:: Article ::
--- --- ---

In order to start this question, it is necessary to try to explain some of the phrases within it. Multi-culturalism, nation and civic are all concepts that intertwine in different ways. Ethnicity and civic ideas in the nation can exist together and one incorporates the other. Multiculturalism is the civic nation in so far as a ‘nation’ is a modern, liberal concept but as a general rule, the state’s attempt to assimilate immigrants and national minorities into the culture of the dominant ethnie (multi-culturalism) have been met with little success.
For example, the state has managed to establish a national system of education and compel most minorities and immigrants to put their children through its uniform schooling system but on the otherhand, modern nations are civic and ethnic which constitutes multi-culturalism. Modern nations are both civic and ethnic and therefore ‘multi-cultural’ in theory however we shall see that multi-culturalism as a theory does not work to its full definition. The term,’Multi-cultural’ for Kymlicka represents ‘a broader way to encompass a wide range of non-ethnic social groups which have been excluded or marginalised from mainstream society.

--- --- ---

:: Given data ::

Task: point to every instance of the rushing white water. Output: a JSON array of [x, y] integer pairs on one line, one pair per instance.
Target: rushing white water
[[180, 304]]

--- --- ---

:: What is asked ::
A. Rewrite the paragraph of the text on multiculturalism and the nation that begins "In order to start this question" in a shorter form, keeping its main facts.
B. Pick up the text on multiculturalism and the nation from its final sentence and continue it.
The lines above are separate material and are not part of the text on multiculturalism and the nation.

:: Responses to the exercise ::
A. Answering the question first requires explaining its key phrases. Multiculturalism, nation and civic are intertwined concepts, and ethnic and civic ideas can coexist within the nation, with one incorporating the other. Multiculturalism is the civic nation insofar as the nation is a modern, liberal concept. As a general rule, however, state efforts to assimilate immigrants and national minorities into the culture of the dominant ethnie have met with little success.

B.
‘1 For the purposes of this essay it means multi-clturalism which arises from national and ethnic difference. ENTER PG NO Another form of multi-culturalism is when different cultures insist that all citizens have the same relationship with the state which is a model that allows for a degree of diversity in terms of language and culture rather than seeking to assimilate different ethnic groups. (Wieviorka 1998. ) The theory of the national state has generally assumed a civic form of nationalism.
The ideal of the sovereignty of ‘the people’ has always had a clear vision of the nature and boundaries of ‘the people’ who make up the citizens of the state. When one brings the idea of ethnicity into the debate, a conflict arises from the internal contradiction at the heart of the national state between a universal conception of citizenship with its uniform rights and a conception of ‘the people’ and the ethnic basis where national minorities demand their own rights as members of a community that shares a history which marks themselves off from the dominant ethnie.
Thus causing a difficulty in forming a multicultural nation. It is often assumed that ethnic communities in the nation breeds exclusiveness and intolerance to the concept of ‘nation’ however there is no one to one relationship between ethnic nationalism and exclusiveness for some ethnic groups live peacefully alongside one another such as the Catalan and Czech movements. (Smith. )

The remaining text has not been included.